TASK PROMPT - Reproduce the lines word for word from the line containing "Exercise. Point out each instance of the finger in" through the end of the items. Leave the pictures out of your answer.

[Point annotation dataset records]
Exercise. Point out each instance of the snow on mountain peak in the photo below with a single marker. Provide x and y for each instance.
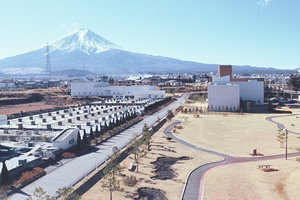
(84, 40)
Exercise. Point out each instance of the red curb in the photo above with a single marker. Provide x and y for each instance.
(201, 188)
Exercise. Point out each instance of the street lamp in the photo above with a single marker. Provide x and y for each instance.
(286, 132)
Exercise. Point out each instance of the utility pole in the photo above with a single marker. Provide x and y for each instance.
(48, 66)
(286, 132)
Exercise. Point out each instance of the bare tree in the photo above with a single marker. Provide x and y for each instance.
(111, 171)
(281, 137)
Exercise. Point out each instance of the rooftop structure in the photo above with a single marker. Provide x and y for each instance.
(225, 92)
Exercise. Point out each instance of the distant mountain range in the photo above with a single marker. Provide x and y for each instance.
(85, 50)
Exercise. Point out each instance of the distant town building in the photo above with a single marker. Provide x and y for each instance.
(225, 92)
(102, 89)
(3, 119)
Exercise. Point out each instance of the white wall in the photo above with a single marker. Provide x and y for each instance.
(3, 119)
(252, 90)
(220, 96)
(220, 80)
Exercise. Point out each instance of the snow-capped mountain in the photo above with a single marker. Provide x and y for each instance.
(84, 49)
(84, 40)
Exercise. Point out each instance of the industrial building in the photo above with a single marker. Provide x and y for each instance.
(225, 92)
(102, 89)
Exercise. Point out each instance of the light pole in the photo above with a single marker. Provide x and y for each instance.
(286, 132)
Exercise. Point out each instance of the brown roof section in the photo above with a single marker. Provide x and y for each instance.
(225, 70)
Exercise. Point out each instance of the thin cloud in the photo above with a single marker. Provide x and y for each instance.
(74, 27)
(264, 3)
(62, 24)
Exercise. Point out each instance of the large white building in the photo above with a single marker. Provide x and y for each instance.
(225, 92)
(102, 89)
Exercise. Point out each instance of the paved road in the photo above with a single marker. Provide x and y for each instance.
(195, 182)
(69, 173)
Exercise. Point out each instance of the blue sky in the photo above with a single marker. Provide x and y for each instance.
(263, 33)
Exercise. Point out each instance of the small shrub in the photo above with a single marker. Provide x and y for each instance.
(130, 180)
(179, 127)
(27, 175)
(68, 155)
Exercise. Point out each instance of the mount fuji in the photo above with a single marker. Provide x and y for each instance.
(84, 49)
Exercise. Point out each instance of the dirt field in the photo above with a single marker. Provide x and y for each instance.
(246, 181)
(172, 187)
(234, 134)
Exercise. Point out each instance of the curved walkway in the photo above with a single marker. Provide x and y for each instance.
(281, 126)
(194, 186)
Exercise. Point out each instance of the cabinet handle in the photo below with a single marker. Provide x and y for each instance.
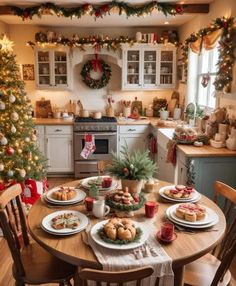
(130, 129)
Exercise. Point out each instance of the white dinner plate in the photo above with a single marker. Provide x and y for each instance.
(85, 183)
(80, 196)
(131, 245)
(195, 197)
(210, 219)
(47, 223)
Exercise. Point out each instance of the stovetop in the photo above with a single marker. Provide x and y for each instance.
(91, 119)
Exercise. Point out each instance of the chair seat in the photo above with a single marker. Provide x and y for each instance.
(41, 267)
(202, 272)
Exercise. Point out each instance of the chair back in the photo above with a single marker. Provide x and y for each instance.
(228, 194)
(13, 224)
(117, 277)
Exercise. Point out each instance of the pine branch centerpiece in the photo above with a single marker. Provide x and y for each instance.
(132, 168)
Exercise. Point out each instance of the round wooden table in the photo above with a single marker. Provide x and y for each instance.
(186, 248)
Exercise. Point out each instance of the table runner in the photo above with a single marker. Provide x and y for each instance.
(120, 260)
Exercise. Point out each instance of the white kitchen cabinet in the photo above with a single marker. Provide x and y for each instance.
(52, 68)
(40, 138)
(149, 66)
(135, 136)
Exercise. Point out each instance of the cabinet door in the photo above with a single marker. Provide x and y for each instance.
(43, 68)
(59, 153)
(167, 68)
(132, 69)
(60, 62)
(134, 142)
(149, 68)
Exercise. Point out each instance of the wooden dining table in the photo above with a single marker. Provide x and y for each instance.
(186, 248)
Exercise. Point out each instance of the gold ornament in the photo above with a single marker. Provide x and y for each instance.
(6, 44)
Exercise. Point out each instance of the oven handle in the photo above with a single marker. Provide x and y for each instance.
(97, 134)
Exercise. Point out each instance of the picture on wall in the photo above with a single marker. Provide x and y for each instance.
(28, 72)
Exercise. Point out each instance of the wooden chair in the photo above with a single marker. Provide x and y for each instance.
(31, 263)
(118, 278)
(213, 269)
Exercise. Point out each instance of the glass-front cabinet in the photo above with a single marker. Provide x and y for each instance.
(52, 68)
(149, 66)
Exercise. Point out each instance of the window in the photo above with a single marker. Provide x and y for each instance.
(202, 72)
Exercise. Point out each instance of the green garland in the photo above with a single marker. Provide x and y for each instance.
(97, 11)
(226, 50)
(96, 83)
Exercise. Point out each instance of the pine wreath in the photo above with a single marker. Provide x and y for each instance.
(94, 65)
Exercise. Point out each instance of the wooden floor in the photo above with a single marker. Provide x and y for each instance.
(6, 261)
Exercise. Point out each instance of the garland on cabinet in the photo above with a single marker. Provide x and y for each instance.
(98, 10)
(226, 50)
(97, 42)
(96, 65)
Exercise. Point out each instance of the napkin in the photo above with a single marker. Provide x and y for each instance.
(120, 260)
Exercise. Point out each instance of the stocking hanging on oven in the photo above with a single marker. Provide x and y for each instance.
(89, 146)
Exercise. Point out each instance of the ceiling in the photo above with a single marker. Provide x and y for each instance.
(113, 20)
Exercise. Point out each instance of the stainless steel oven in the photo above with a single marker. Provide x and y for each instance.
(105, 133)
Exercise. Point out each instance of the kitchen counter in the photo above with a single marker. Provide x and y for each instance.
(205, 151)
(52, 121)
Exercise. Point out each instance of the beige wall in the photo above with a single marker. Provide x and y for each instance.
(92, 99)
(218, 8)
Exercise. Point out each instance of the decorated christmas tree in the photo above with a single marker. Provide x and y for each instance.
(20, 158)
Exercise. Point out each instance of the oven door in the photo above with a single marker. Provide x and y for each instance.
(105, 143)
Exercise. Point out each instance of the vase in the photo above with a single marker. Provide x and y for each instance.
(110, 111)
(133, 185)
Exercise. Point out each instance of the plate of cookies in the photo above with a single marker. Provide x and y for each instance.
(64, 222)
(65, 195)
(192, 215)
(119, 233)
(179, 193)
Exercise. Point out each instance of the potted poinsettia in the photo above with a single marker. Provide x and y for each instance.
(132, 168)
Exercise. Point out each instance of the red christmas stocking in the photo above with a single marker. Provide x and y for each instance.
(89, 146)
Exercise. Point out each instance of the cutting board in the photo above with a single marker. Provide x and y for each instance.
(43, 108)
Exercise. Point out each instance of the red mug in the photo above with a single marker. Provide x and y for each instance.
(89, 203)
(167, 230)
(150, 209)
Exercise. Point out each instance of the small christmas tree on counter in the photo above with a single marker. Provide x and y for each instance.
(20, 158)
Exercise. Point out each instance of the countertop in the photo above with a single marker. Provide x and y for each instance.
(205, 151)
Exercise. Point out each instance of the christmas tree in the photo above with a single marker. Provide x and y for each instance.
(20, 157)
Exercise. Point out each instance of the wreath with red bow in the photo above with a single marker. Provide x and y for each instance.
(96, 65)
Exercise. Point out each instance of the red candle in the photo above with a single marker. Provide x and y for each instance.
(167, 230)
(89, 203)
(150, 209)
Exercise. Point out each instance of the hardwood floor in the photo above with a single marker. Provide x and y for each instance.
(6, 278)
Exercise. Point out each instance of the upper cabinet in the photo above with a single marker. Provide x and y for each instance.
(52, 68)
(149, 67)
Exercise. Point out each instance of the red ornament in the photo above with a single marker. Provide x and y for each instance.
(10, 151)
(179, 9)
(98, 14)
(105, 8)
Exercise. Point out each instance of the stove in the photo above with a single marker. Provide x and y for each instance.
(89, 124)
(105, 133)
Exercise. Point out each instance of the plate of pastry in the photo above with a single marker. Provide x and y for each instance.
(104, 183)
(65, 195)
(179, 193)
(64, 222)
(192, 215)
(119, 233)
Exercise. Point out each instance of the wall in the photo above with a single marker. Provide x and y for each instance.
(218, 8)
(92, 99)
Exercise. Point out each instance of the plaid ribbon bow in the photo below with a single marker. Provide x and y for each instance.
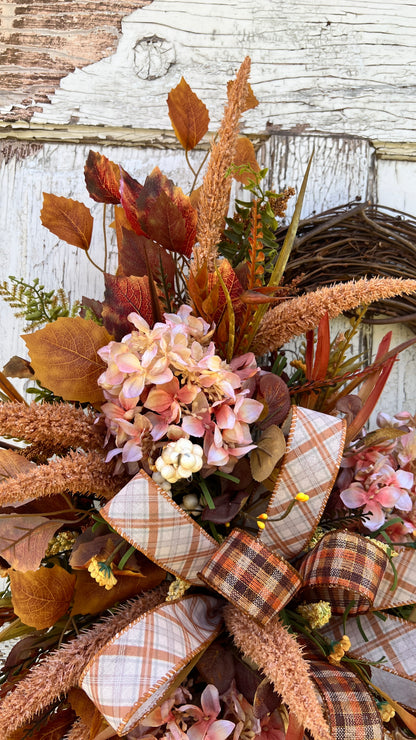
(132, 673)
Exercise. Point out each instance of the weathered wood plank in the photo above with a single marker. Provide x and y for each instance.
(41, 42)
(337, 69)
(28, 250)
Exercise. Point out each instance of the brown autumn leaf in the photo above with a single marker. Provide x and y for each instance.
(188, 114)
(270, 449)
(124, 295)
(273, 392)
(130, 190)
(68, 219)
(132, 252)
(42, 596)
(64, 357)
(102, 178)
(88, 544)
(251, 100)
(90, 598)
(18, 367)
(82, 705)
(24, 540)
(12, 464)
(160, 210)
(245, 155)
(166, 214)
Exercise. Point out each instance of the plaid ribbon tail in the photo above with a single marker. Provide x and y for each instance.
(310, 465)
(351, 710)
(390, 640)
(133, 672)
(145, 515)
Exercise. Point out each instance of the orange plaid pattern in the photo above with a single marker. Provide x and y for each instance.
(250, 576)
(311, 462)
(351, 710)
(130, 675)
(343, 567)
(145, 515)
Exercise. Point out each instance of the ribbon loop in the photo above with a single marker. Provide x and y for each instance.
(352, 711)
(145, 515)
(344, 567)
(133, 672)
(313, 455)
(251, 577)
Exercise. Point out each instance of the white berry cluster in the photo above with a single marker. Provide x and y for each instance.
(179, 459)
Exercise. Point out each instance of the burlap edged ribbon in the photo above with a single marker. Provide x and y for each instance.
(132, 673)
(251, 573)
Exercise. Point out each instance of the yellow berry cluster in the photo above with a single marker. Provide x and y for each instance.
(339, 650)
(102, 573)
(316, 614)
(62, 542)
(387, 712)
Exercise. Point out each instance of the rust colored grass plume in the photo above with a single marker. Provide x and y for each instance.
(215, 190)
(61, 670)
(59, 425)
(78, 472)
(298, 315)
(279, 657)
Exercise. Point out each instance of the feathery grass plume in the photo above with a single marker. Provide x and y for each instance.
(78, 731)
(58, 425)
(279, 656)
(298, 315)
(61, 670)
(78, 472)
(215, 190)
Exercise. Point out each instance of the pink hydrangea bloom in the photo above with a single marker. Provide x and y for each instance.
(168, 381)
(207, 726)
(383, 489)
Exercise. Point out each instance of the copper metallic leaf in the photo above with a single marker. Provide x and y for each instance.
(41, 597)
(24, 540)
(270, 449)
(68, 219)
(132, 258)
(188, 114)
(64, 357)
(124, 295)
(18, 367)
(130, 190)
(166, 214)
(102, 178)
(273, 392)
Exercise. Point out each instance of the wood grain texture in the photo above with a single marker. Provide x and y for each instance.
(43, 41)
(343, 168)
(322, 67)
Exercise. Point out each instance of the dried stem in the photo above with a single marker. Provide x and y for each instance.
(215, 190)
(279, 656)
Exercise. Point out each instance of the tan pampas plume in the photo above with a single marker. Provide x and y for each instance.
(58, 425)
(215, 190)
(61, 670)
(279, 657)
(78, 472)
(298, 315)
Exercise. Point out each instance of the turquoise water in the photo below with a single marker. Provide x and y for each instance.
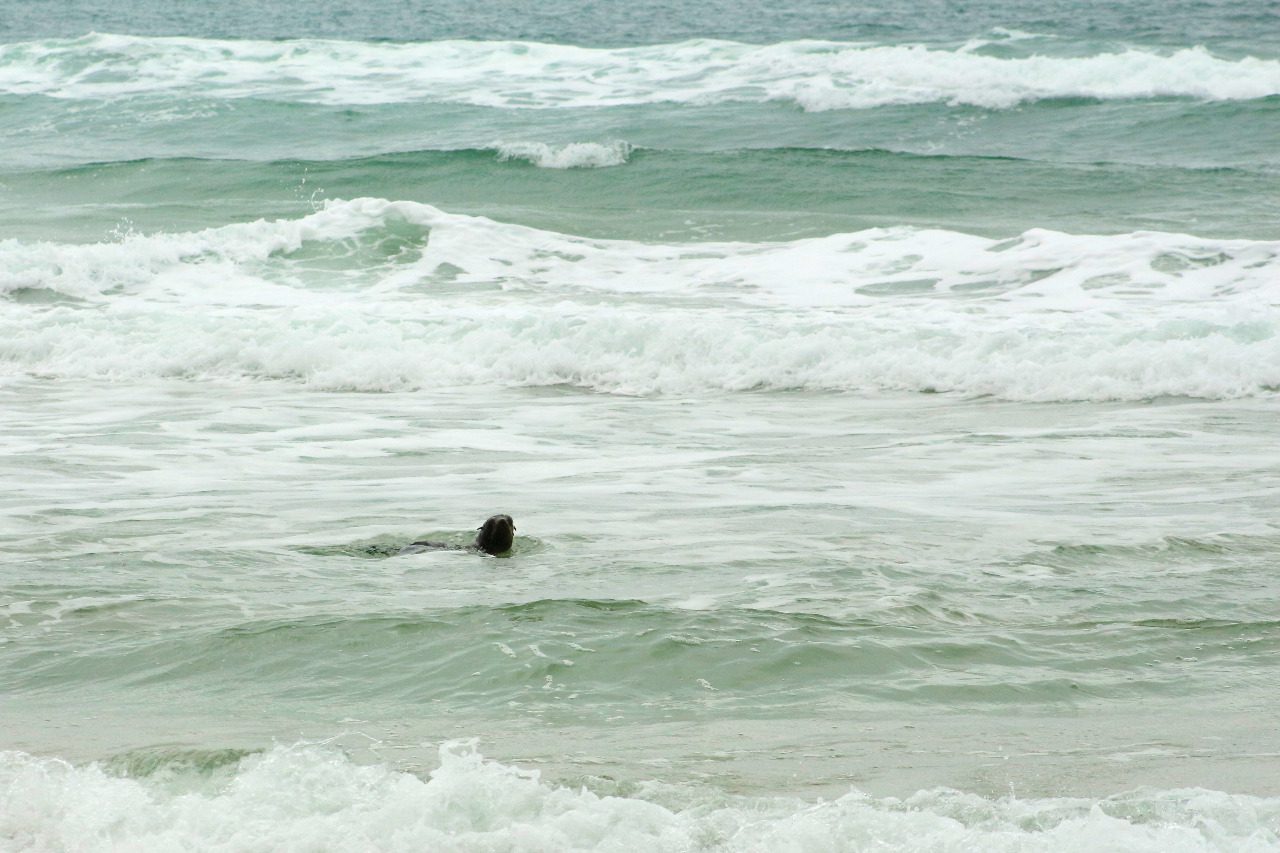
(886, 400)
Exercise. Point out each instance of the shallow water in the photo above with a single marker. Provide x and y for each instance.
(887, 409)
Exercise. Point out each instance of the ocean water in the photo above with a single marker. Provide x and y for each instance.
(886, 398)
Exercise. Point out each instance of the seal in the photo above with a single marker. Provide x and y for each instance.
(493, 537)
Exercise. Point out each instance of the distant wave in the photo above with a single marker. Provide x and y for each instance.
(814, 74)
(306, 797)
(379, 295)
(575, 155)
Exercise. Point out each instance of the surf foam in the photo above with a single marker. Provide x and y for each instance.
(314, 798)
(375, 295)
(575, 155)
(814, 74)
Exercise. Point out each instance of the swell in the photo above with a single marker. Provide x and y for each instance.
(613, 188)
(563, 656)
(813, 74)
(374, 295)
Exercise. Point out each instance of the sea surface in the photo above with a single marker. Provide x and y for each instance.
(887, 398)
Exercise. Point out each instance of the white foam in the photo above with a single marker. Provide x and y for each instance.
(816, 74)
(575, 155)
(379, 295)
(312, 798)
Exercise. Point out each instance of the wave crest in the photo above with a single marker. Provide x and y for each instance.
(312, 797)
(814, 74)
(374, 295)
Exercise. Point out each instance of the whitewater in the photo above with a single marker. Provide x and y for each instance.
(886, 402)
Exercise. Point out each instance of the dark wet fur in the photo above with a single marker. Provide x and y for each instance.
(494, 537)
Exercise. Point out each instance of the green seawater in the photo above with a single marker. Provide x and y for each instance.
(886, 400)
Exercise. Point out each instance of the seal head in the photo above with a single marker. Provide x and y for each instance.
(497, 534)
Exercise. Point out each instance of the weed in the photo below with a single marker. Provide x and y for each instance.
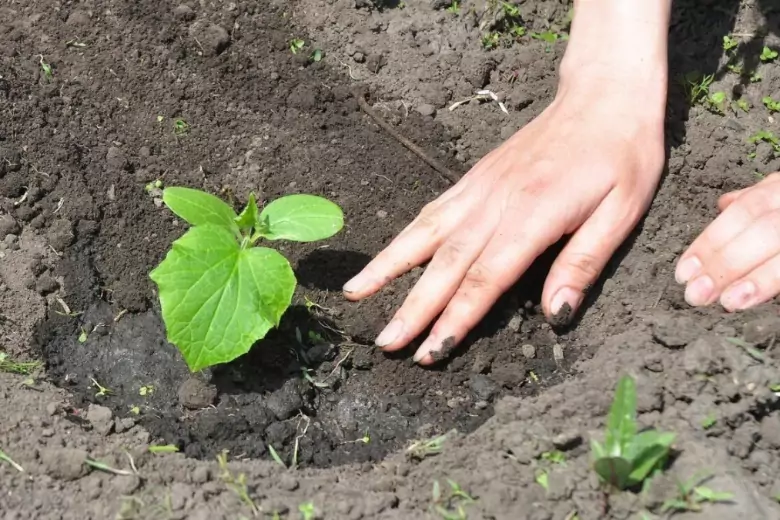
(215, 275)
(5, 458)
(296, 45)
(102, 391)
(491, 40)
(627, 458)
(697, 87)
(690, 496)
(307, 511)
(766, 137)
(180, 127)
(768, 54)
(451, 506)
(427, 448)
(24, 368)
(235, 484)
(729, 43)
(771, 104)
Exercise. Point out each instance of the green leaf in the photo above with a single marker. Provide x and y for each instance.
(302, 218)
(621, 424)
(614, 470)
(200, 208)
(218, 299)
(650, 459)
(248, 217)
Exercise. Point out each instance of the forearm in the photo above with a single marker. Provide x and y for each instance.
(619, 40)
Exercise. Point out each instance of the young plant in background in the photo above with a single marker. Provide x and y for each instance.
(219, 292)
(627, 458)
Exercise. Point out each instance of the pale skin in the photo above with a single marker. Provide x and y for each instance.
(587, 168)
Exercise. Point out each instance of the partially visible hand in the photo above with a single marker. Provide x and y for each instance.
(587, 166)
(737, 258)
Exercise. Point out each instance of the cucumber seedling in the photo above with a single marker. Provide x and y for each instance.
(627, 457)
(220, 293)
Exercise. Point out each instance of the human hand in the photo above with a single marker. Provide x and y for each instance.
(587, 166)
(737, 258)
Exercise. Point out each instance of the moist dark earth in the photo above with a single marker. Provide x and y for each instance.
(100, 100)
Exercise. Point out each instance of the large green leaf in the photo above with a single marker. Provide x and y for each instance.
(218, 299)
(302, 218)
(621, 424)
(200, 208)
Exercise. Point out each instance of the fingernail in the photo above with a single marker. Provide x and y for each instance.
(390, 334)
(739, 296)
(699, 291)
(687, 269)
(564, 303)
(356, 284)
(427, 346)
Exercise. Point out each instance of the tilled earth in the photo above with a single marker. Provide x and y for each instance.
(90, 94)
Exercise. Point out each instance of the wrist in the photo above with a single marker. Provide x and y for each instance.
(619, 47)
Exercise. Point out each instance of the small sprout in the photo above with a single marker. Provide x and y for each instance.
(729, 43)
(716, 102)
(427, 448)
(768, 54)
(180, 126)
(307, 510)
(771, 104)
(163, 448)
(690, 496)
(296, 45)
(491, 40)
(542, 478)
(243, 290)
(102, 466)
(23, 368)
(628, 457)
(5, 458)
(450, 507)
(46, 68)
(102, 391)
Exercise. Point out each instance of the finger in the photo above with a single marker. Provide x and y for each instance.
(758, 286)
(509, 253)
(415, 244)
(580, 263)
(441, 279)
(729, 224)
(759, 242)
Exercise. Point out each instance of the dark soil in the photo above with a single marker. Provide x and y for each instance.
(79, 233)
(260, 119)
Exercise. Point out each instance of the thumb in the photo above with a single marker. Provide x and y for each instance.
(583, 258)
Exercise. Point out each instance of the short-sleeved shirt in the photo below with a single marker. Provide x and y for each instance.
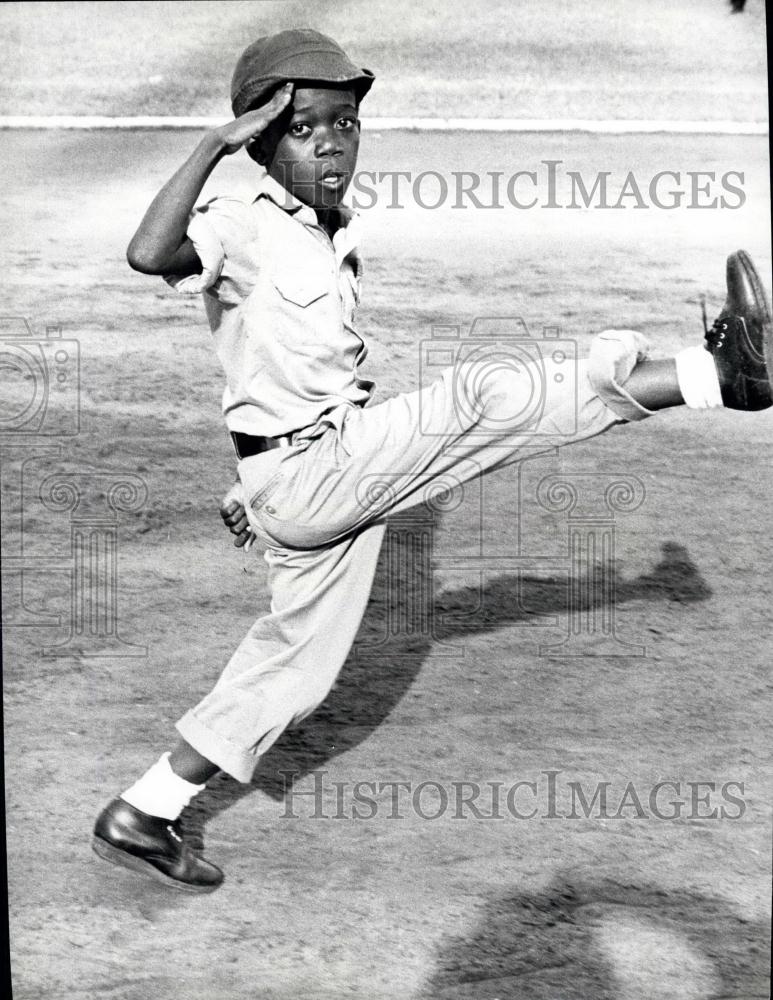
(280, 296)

EXERCISE RESULT -
Exercise. Point out each instance of the finger in the photo above with a single marker. Provide x and y for each instance.
(758, 286)
(509, 253)
(415, 244)
(580, 263)
(441, 279)
(729, 224)
(759, 242)
Exercise. Point out each instance of the dark soil in the photo above with a single marker. Provide x and y for each instance.
(79, 233)
(260, 119)
Exercise. Point out each instance of the thumb in the photo above with a single marker. Provide x and y for each instance.
(583, 258)
Exercise. Point out each instance of the short-sleeved shirt in the photo below with a single marker. Provide x and y for each instance.
(280, 296)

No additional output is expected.